- **Documento fuente**
§ §

# Para hacer con los hijos, nietos o sobrinos



## anajesusa (May 26, 2012)

Los cohetes de agua son una divertida forma de enseñar conceptos de física, voy a enfocar este trabajo en la construcción de los mismos y sobre el tema específico donde lo puse a la práctica en el aula. 
*Que es un cohete de agua?*
Se trata de una botella PET, la de las gaseosas que son descartables, acondicionada con unas aletas, una tobera y como combustible propelente se le agrega mas o menos 1/3 parte de agua, con un inflador se le da presión hasta 7 Kg/cm^2, no mas de eso, la tobera tiene un seguro que cuando se llega a la presión deseada se libera provocando la salida a gran velocidad del líquido que por tercera ley de Newton (acción y reacción) hace despegar al cohete hasta alturas considerables.

§ §

- **Material de trabajo**
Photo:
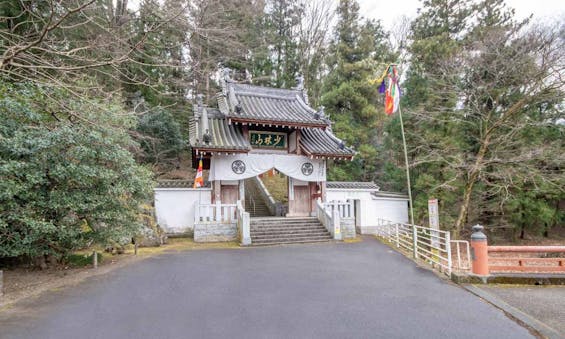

§ §

- **Consigna escrita 1**
Imprime, sin alterar nada, el fragmento del texto sobre cohetes de agua que se abre con las palabras que contienen "## anajesusa (May" y se cierra con "hasta alturas considerables.".
- **Consigna escrita 2**
Según el texto sobre cohetes de agua, ¿cuál es la presión máxima que se le da a la botella con el inflador?

- **Solución desarrollada 1**
## anajesusa (May 26, 2012)

Los cohetes de agua son una divertida forma de enseñar conceptos de física, voy a enfocar este trabajo en la construcción de los mismos y sobre el tema específico donde lo puse a la práctica en el aula. 
*Que es un cohete de agua?*
Se trata de una botella PET, la de las gaseosas que son descartables, acondicionada con unas aletas, una tobera y como combustible propelente se le agrega mas o menos 1/3 parte de agua, con un inflador se le da presión hasta 7 Kg/cm^2, no mas de eso, la tobera tiene un seguro que cuando se llega a la presión deseada se libera provocando la salida a gran velocidad del líquido que por tercera ley de Newton (acción y reacción) hace despegar al cohete hasta alturas considerables.

- **Solución desarrollada 2**
Hasta 7 Kg/cm^2.